▶ [Document section]:
■ ■ ■

Ammonia release in Oregon prompts evacuation

Athena, Ore.-The accidental release of about 1,800 gallons of anhydrous ammonia at a Western Farm Service (WFS) facility in Athena, Ore., on Oct. 15 resulted in the temporary evacuation of school kids and some of the town’s 1,200 residents. The incident reportedly occurred when a nurse truck driver pulled away from an ammonia storage tank at the facility with a hose still attached, causing a valve to break. The release was reported immediately, and emergency personnel evacuated everyone in the direct path of the visible cloud by going door to door and closing part of Highway 11 into town. Students and faculty at Athena Elementary and Weston-McEwen High School were evacuated to neighboring Weston Middle School until emergency responders gave the all clear to return. Local reports said the leak was stopped and the cloud dissipated within two hours. The driver of the shuttle truck was reportedly treated at a Walla Walla, Wash., hospital for injuries sustained during the incident. Agrium Inc., which owns WFS, noted that the community was upset by the evacuation, and apologized for the incident. A much less serious ammonia leak was also recently reported at another Agrium-owned site in Farmersburg, Ind., which was a former Royster-Clark location. That incident was checked out by the local fire department. The company said there was no measurable loss of ammonia.

The Andersons increases guidance

Maumee, Ohio-The Andersons Inc. said Oct. 13 that it has raised its guidance range for the fiscal year to between $3.15 and $3.35 from the previous guidance of $2.90 to $3.15. The increase is largely attributed to positive market factors in the agriculture industry, mainly better performance in the Plant Nutrient Group and the large grain harvest projected this fall, which will have a positive impact in the Grain & Ethanol Group. The company will release its third quarter earnings Oct. 31.

MFA to pay $100,000 fine

Columbia, Mo.-MFA Inc. will pay a $100,000 fine after pleading guilty to one misdemeanor violation of the Clean Air Act in connection with a spill of anhydrous ammonia fertilizer. In addition to the fine, MFA agreed to make “significant safety upgrades” to its facilities, which will cost “hundreds of thousands of dollars.” The accident occurred during the process of transferring anhydrous ammonia from a bulk tank to a nurse tank when a connection between the loading valve and the fill valve on the nurse tank became separated, severely burning employees.

Uralkali IPO valued at $948 M

Moscow-JSC Uralkali has raised some $948 million from its recent IPO on the London Stock Exchange. Shares were valued at $3.50 and global depositary receipts (1 GDR equals 5 ordinary shares) at $17.50. Uralkali offered 270.8 million shares, representing 12.75 percent of the company’s issued share capital. Uralkali shares are also traded on the Russian Trading System.

BLM potash lease sale nets $776,000

Carlsbad-An Oct. 3 competitive sale of potash leases on three 320-acre parcels administered by the Bureau of Land Management in Eddy County netted $776,000 in revenue. Intrepid Potash Co. was the high bidder on two of the parcels, paying $425 and $650 per acre for the parcels (totaling $136,000 and $208,000, respectively); Mosaic Potash paid $1,350 per acre for the third parcel, with a total bid of $432,000. The leases are awarded for a period of 20 years. The federal government will receive a 5 percent royalty on production from the leases. Half of the revenues from the lease sale and subsequent production are returned to the U.S. Treasury, and half go to the state where the lease occurs. The parcels were nominated for leasing earlier this year. This is the first sale of potash leases by the BLM since 1992.

■ ■ ■

▶ [Source material]:

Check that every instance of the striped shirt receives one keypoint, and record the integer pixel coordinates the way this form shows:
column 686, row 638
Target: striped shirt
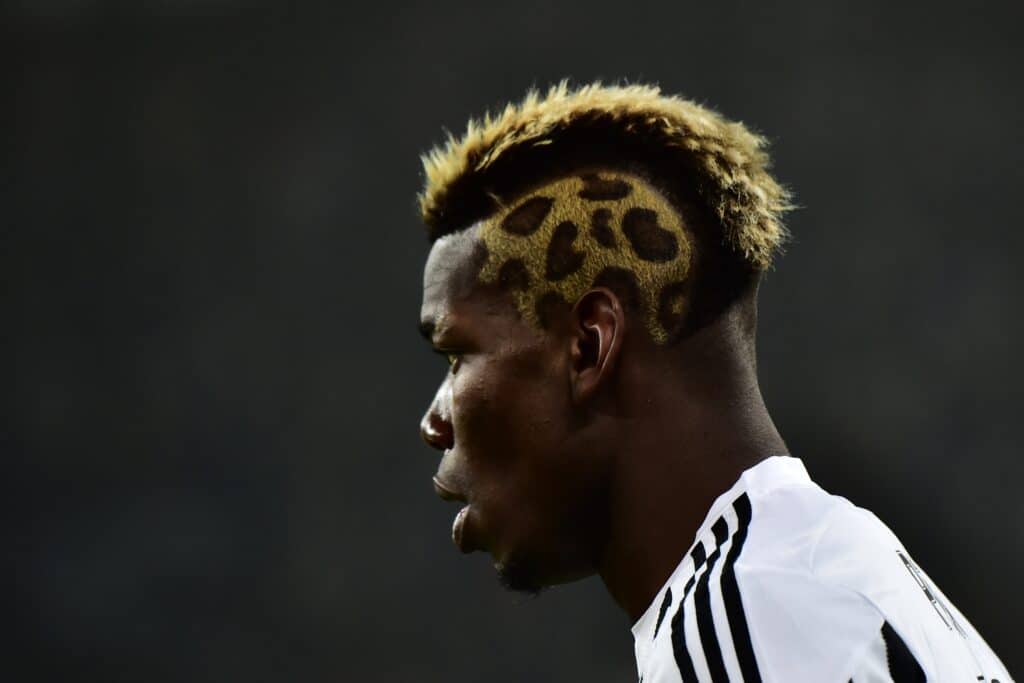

■ ■ ■

▶ [Tasks to carry out]:
1. Translate this sentence from the news briefs into Spanish: "The company will release its third quarter earnings Oct. 31."
2. Write out the news briefs word for word, everything from "The Andersons increases" down to "earnings Oct. 31.".
The listing plays no part in this work.

▶ [Results by task]:
1. La empresa publicará sus resultados del tercer trimestre el 31 de octubre.

2.
The Andersons increases guidance

Maumee, Ohio-The Andersons Inc. said Oct. 13 that it has raised its guidance range for the fiscal year to between $3.15 and $3.35 from the previous guidance of $2.90 to $3.15. The increase is largely attributed to positive market factors in the agriculture industry, mainly better performance in the Plant Nutrient Group and the large grain harvest projected this fall, which will have a positive impact in the Grain & Ethanol Group. The company will release its third quarter earnings Oct. 31.